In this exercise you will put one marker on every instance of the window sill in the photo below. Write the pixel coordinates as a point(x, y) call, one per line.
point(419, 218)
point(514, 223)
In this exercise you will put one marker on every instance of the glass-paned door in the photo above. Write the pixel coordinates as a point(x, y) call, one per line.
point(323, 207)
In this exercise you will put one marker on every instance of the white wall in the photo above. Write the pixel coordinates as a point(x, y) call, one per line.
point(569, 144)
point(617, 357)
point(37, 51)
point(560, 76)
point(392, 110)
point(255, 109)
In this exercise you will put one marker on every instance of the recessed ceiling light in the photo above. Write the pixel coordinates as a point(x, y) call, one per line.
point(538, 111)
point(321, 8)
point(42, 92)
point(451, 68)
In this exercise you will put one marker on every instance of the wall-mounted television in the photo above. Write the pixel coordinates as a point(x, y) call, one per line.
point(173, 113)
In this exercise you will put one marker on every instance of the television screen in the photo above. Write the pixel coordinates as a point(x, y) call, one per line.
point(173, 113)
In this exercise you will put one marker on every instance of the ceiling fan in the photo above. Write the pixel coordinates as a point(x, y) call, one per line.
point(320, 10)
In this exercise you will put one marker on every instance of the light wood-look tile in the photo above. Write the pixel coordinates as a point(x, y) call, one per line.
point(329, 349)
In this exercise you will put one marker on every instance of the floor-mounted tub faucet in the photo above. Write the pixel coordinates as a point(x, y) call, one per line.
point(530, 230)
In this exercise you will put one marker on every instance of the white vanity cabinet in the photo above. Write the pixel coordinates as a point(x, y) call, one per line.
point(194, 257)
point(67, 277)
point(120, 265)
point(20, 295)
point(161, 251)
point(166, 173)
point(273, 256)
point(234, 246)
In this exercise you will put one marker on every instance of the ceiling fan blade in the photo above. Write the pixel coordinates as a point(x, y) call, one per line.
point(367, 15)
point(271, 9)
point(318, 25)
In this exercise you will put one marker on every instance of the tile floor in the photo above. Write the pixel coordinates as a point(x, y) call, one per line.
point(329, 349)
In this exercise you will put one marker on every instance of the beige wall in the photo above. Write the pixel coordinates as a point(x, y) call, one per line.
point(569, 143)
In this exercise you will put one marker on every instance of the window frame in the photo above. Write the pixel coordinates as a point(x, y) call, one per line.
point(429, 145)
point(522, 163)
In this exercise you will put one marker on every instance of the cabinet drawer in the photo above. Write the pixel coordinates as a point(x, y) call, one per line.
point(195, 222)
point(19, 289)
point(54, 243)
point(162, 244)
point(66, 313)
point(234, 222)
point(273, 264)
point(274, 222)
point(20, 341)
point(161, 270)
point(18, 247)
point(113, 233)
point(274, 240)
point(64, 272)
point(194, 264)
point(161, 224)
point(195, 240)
__________________________________________________
*WRITTEN EXERCISE*. Please copy out the listing above word for word, beginning with the line containing "of the light" and running through the line containing "point(530, 230)", with both of those lines included.

*COMPLETE OUTPUT*.
In this exercise you will put one marker on every instance of the light wood-look tile in the photo above. Write the pixel coordinates as a point(x, y) call, one per line.
point(329, 349)
In this exercise you will put one marker on every instance of the floor-mounted tub faucet in the photo above. Write the pixel coordinates as a point(x, y) call, one per line.
point(530, 230)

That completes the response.